Consegna a: Ricopia dall'intervista sui migranti riportata qui sotto il tratto che va da "Renzi però sostiene" fino a "in territorio italiano.", senza cambiare nulla.

Estratto del documento:
Il governo italiano preme sull’Europa, Presidente Berlusconi, ma la questione migranti continua a pesare in maniera considerevole sul nostro Paese. Lei cosa pensa occorrerebbe fare per frenare gli sbarchi?
«Non c’è che una soluzione: non farli partire», risponde l’ex presidente del Consiglio e leader di Forza Italia. «L’Europa si schieri: è tutta l’Europa che si deve impegnare a non farli partire. Questo deve chiedere il nostro governo e lo deve ottenere. Se non si ferma l’esodo alla partenza, non c’è altra soluzione praticabile. Non possiamo certo respingere chi rischia di annegare in mare: il diritto internazionale ma prima ancora la nostra coscienza non lo permetterebbero. Il nostro governo lo aveva fatto, mediante accordi bilaterali con i governi della sponda sud del Mediterraneo. Poi sono arrivate le “primavere arabe”, favorite dal cinismo o dalla miopia di alcuni paesi occidentali, ed è stato il disastro: quasi 700.000 persone dal 2011 si sono rovesciate sulle nostre coste. In queste condizioni, introdurre lo ius soli, come il PD vuol fare ad ogni costo, è un pessimo segnale, anche se la norma non riguarda ovviamente i clandestini. Far sapere che da oggi è più facile diventare cittadini italiani susciterà illusioni e false speranze in Africa, e quindi renderà ancora più forte la spinta migratoria».

Renzi però sostiene che gli accordi di Dublino, sottoscritti per l’Italia nel 2003 dal governo Berlusconi, e confermati nel 2013 da Letta, sono la vera ragione per la quale i migranti rimangono tutti in territorio italiano.
«Capisco Renzi: è tale l’imbarazzo per il disastro dei governi Pd in materia di immigrazione, che si confonde o non sa di cosa parla. Il segretario del Pd scambia la Convenzione di Dublino, firmata dal mio governo nel 2003, con il programma Triton, voluto e sottoscritto dal suo governo. A Dublino si era previsto soltanto che fosse il primo Paese europeo ad accogliere una persona che richiedeva asilo e a stabilire se questa persona avesse o no il diritto alla status di rifugiato. Invece con l’operazione Triton si è stabilito, nel 2014, con il consenso di Renzi e di Alfano, che tutti i migranti salvati da navi di qualsiasi nazionalità venissero sbarcati sulle coste italiane. Per di più nel 2003, quando governavamo noi, l’emergenza sbarchi non esisteva: in tutto l’anno arrivarono in Italia 14.000 persone, meno di quelle che nel 2016 sono sbarcate in un mese. Negli anni successivi il fenomeno venne addirittura azzerato. A questo si deve aggiungere il fatto che nel nostro Paese occorrono anni perchè ogni richiesta sia esaminata, e nel frattempo chi è sbarcato vive a spese della collettività, e che, una volta respinta la richiesta di asilo, di fatto nessuno viene rimandato nel paese di origine».

Una sostanziale impunità?

Record del dataset
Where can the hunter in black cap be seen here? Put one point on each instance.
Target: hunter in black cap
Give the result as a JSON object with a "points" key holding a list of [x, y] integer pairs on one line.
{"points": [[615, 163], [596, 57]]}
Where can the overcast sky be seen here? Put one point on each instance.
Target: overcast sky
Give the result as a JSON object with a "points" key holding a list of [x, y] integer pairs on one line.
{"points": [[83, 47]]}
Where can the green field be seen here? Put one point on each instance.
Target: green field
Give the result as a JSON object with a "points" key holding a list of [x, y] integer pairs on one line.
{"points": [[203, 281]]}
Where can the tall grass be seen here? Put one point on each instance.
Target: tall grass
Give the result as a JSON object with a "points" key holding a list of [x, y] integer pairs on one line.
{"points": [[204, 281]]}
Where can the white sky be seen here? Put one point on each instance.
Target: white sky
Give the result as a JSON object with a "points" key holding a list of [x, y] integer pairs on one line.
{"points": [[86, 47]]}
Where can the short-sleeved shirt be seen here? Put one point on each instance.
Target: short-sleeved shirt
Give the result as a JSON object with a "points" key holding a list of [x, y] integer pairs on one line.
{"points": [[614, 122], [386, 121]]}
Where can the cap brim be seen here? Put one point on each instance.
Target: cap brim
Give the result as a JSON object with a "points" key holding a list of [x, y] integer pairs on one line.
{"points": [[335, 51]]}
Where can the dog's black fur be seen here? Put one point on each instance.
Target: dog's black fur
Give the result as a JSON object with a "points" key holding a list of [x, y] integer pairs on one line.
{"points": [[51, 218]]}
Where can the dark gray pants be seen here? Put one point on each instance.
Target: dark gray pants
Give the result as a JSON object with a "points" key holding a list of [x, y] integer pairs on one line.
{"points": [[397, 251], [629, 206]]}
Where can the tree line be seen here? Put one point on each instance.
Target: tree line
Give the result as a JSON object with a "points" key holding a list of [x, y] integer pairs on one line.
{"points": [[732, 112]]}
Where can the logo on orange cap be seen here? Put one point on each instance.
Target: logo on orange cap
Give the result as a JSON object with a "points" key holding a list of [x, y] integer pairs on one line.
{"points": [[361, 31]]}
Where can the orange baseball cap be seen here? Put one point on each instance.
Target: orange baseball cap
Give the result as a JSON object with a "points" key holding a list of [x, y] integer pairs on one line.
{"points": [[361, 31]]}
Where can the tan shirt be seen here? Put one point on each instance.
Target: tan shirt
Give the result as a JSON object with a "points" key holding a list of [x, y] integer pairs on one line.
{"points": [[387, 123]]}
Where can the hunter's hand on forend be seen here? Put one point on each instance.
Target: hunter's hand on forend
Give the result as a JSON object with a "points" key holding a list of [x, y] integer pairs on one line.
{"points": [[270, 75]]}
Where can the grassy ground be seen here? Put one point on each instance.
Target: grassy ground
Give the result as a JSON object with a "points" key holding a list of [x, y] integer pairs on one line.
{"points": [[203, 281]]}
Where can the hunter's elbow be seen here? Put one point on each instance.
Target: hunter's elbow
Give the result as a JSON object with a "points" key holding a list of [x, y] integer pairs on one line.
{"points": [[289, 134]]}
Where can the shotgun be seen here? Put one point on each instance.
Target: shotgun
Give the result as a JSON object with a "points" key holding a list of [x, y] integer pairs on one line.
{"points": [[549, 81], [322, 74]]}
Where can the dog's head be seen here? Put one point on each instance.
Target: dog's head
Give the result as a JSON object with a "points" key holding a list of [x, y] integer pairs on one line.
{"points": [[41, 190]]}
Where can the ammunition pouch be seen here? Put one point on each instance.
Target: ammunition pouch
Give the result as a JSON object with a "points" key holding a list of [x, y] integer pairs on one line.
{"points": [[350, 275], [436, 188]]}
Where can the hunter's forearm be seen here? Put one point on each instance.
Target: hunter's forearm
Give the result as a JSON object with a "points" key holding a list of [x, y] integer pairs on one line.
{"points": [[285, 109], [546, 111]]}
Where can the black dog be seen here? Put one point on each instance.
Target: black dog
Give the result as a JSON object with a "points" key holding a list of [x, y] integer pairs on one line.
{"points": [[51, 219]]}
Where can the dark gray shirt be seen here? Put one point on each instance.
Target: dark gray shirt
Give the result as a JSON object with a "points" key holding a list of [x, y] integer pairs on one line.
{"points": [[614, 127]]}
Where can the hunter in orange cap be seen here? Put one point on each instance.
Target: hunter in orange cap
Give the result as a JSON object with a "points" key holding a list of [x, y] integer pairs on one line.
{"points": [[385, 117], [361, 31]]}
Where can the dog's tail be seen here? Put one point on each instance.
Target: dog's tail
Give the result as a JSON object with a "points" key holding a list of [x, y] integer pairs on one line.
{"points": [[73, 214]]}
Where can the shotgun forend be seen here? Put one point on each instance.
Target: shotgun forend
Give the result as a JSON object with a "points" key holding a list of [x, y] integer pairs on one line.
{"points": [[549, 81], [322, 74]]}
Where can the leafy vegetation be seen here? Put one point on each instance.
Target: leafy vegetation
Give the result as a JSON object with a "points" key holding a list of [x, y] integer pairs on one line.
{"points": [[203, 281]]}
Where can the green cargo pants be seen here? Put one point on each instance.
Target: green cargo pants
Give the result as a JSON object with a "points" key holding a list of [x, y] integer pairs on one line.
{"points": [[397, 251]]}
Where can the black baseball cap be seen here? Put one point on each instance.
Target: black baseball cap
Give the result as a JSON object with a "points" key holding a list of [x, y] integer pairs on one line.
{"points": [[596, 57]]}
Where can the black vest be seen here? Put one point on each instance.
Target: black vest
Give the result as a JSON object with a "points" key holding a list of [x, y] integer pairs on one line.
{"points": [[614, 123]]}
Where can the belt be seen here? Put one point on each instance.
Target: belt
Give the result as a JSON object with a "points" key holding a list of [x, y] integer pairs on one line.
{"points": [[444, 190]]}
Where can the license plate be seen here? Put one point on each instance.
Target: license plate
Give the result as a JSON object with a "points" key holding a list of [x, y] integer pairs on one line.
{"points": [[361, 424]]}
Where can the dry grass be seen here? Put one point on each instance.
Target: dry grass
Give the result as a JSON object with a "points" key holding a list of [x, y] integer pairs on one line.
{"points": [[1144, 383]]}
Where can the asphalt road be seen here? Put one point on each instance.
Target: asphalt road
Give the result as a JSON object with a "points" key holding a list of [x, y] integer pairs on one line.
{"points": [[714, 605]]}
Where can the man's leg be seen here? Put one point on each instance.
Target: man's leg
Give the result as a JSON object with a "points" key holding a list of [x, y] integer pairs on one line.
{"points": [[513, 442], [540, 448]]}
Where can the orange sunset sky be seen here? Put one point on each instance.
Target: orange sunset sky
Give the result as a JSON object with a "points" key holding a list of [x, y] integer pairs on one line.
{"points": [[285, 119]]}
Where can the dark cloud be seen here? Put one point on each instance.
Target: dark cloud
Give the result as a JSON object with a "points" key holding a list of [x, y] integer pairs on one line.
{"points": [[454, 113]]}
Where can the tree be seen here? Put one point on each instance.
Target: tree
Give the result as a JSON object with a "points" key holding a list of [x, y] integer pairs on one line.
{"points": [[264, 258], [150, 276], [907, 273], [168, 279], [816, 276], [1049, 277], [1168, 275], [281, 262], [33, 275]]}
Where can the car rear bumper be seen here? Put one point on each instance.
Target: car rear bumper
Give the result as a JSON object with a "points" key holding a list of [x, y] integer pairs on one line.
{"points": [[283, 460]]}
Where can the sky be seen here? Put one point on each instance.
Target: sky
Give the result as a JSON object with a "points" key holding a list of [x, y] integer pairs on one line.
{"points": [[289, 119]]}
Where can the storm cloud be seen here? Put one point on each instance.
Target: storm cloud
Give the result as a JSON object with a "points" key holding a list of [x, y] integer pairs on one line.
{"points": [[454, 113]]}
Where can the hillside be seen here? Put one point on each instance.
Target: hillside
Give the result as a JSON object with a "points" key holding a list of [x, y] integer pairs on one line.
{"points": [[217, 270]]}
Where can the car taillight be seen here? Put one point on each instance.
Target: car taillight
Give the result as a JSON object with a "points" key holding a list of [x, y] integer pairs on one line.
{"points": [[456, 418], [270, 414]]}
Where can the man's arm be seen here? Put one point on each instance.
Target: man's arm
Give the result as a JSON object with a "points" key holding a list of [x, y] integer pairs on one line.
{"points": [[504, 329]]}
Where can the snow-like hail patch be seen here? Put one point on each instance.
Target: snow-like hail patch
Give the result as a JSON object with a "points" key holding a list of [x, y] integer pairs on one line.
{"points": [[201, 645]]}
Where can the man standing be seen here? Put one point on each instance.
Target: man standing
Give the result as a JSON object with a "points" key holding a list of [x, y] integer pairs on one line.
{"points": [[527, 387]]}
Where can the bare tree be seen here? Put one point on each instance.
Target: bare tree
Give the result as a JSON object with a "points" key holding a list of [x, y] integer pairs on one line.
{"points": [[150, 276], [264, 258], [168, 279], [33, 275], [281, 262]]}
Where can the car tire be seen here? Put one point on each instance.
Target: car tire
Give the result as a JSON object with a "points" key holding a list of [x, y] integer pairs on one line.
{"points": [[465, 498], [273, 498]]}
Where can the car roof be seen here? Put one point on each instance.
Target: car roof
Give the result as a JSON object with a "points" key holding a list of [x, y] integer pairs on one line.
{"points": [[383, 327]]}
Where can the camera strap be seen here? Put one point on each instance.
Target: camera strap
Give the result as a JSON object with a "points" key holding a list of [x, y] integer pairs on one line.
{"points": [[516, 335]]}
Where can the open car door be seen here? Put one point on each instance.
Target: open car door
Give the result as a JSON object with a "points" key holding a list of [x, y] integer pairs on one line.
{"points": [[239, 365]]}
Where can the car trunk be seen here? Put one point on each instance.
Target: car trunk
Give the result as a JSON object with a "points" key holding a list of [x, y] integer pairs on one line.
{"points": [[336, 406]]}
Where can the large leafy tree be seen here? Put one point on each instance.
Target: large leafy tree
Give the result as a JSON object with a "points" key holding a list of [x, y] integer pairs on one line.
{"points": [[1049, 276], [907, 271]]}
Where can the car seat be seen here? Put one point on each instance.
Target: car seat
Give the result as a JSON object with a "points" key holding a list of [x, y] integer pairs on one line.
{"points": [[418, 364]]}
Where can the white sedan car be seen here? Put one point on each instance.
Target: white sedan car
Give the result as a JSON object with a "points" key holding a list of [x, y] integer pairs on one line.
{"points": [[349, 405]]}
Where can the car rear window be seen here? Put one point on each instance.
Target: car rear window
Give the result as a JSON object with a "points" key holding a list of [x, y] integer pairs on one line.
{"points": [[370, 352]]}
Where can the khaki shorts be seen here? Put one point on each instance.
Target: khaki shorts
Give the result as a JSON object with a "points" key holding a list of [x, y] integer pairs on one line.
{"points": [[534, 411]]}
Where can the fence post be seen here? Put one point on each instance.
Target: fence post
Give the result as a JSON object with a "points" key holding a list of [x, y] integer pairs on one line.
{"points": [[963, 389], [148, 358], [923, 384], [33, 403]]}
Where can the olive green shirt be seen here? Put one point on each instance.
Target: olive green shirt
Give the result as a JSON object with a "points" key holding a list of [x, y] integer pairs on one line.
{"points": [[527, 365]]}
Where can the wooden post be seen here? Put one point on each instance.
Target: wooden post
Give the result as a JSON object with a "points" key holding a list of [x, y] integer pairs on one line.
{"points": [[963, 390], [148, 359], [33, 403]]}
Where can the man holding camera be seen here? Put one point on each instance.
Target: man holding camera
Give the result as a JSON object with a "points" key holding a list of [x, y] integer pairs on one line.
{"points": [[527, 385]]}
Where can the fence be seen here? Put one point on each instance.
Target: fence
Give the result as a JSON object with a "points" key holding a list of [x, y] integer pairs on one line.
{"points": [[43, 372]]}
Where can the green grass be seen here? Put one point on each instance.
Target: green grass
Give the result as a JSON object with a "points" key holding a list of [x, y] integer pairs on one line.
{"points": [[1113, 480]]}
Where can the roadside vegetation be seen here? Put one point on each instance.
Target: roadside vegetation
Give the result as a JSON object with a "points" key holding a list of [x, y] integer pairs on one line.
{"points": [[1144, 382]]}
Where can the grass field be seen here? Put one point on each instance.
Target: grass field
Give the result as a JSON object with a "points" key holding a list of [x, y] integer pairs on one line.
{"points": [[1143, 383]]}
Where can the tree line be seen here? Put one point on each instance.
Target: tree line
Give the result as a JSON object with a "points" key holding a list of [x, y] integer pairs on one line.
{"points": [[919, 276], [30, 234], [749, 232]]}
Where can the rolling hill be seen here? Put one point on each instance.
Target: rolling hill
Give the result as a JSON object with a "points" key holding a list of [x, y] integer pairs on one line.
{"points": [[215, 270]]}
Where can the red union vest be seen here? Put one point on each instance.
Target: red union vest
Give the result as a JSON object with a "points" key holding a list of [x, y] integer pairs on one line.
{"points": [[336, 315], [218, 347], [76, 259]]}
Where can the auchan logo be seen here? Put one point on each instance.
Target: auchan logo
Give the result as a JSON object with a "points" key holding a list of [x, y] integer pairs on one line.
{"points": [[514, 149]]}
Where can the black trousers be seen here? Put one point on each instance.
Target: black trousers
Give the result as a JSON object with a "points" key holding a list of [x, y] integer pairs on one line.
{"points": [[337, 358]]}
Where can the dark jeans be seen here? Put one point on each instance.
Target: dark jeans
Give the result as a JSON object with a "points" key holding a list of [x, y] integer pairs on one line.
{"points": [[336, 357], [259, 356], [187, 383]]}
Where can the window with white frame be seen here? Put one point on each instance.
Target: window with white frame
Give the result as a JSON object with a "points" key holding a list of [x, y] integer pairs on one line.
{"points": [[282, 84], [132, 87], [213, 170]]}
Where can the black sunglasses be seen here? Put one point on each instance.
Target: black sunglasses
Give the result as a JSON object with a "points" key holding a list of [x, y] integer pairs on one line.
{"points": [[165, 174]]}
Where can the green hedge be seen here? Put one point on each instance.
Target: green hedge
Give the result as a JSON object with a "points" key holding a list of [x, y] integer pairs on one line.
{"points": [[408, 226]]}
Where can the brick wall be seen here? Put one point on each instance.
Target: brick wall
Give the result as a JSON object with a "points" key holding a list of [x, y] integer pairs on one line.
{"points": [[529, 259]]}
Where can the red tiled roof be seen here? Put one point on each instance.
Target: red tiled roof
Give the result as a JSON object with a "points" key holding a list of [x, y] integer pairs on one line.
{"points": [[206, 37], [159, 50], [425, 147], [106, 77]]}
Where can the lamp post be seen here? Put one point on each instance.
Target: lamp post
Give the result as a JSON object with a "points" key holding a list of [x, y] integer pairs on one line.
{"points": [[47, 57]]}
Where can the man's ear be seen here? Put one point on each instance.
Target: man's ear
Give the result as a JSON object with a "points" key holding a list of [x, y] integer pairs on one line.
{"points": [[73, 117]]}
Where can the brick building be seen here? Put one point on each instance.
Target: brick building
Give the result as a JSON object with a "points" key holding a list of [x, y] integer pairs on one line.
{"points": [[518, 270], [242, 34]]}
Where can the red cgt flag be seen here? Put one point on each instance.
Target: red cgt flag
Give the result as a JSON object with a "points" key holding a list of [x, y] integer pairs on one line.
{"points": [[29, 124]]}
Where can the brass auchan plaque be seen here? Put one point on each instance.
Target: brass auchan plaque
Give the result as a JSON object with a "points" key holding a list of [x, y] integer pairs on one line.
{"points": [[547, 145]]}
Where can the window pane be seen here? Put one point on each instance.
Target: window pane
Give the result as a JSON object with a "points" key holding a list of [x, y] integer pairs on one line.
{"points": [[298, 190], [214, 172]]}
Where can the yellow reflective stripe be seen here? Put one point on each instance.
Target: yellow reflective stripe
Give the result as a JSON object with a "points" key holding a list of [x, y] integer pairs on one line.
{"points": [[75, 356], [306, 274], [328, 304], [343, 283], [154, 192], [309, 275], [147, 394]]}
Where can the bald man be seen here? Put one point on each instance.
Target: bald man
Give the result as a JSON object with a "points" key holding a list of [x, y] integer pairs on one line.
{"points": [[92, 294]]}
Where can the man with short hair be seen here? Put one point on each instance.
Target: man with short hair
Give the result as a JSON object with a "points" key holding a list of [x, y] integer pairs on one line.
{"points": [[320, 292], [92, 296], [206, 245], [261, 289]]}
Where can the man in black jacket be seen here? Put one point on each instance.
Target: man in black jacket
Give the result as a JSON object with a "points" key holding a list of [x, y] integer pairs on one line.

Consegna b: Conta le righe dei record riportati sopra che contengono la stringa "auchan", tenendo conto di maiuscole e minuscole, e rispondi soltanto con il numero.

Risposta a:
Renzi però sostiene che gli accordi di Dublino, sottoscritti per l’Italia nel 2003 dal governo Berlusconi, e confermati nel 2013 da Letta, sono la vera ragione per la quale i migranti rimangono tutti in territorio italiano.

Risposta b: 4